Description of the task: Tally the lines in the records below that contain the string "water", and give only the resulting number.

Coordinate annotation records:
_ _ _ _

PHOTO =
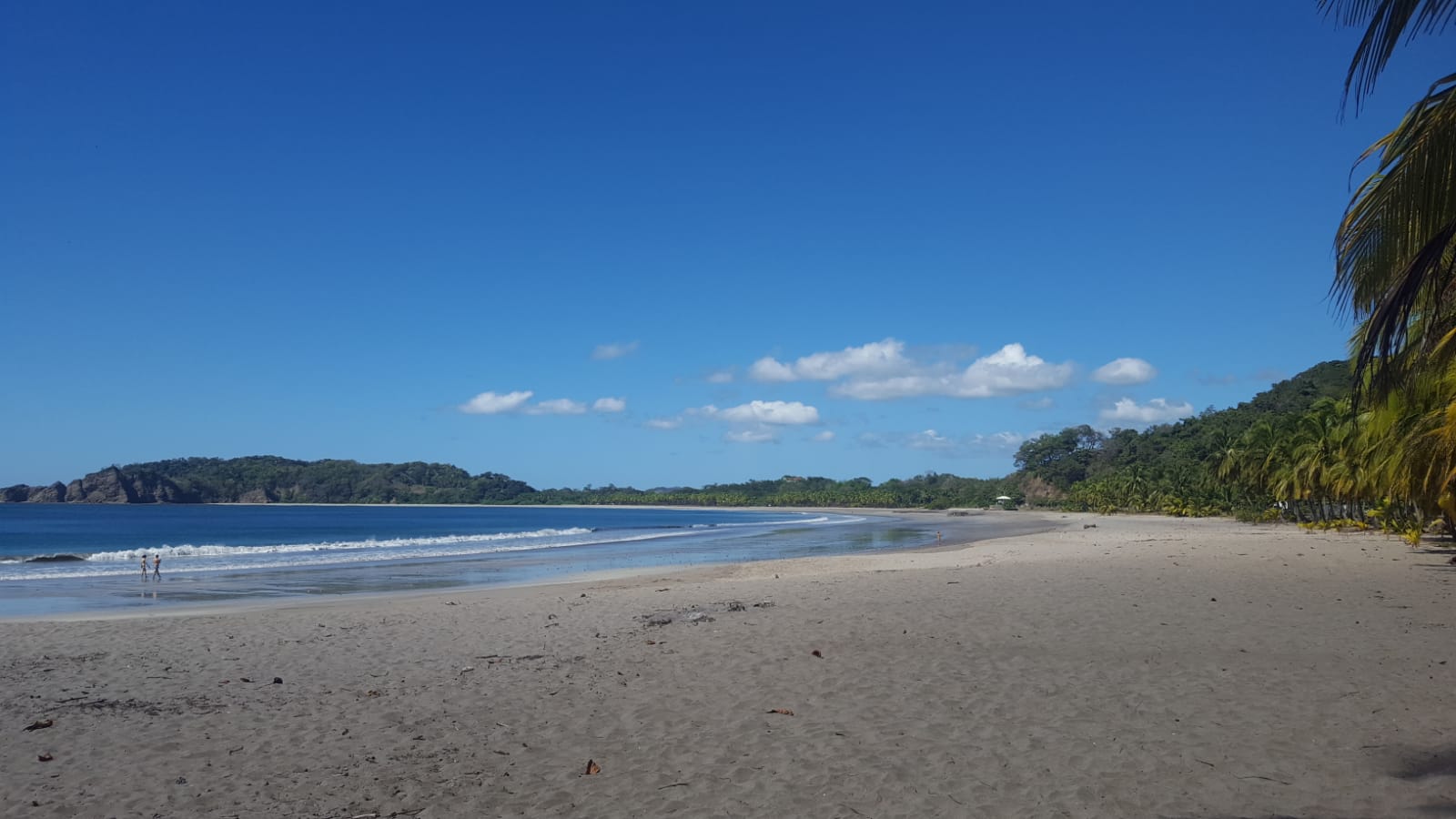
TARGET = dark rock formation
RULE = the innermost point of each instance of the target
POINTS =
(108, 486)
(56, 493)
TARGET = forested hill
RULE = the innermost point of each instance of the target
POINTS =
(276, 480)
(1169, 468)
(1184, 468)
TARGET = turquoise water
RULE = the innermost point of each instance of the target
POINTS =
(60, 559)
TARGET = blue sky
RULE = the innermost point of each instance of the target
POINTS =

_ _ _ _

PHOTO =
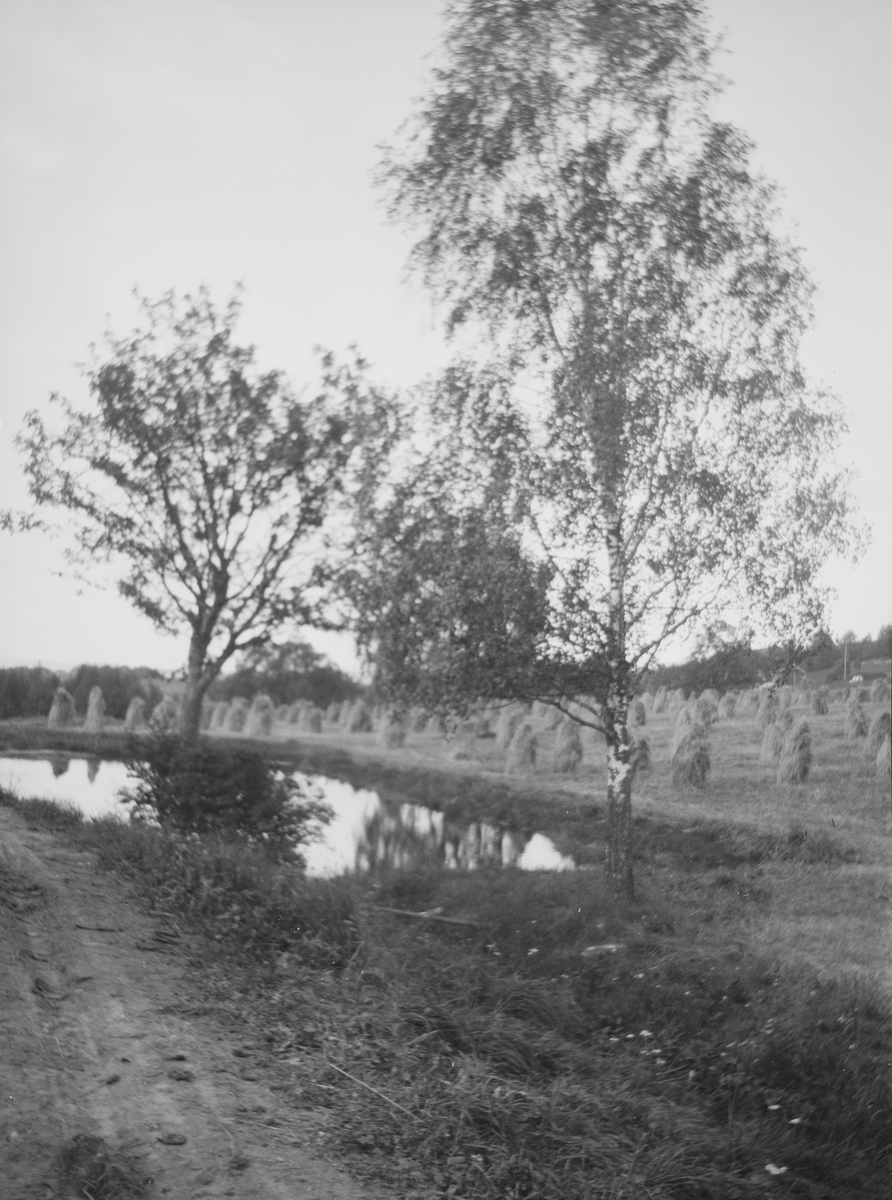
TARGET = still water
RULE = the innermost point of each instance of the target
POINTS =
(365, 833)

_ _ _ _

Written response: 2